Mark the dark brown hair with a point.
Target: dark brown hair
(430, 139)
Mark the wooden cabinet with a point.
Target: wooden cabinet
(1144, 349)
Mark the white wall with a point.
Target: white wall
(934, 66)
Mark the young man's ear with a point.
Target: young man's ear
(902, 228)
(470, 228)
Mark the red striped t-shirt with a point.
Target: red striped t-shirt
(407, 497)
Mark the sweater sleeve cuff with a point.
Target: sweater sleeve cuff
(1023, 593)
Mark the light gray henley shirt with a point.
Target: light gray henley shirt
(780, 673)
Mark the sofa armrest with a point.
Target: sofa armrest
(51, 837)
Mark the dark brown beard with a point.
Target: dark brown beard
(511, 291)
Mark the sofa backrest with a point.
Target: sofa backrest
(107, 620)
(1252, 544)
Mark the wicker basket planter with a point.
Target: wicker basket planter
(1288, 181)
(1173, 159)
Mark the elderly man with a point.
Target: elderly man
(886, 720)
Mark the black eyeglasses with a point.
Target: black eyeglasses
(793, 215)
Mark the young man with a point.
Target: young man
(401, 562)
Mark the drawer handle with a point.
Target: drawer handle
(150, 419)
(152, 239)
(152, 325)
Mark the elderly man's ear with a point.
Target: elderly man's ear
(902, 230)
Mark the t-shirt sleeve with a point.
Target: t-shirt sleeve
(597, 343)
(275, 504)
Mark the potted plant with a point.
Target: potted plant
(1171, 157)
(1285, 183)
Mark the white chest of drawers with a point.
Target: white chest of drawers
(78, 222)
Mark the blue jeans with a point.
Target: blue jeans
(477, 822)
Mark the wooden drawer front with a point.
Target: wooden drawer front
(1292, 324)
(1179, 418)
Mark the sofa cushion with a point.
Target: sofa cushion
§ §
Problem to work on
Give the lines from the one with "Mark the young man with a point." up to and including the one with "(1285, 183)" as a numbered list, leaving out any blank lines.

Problem solution
1. Mark the young man with a point.
2. Target: young man
3. (401, 562)
4. Mark the drawer handle with a point.
5. Target: drawer handle
6. (150, 419)
7. (152, 239)
8. (152, 325)
9. Mark the elderly man's ear with a point.
10. Target: elderly man's ear
11. (902, 230)
12. Mark the t-shirt sleeve with a point.
13. Target: t-shirt sleeve
14. (597, 343)
15. (275, 504)
16. Mark the potted plant with a point.
17. Target: potted plant
18. (1171, 157)
19. (1285, 183)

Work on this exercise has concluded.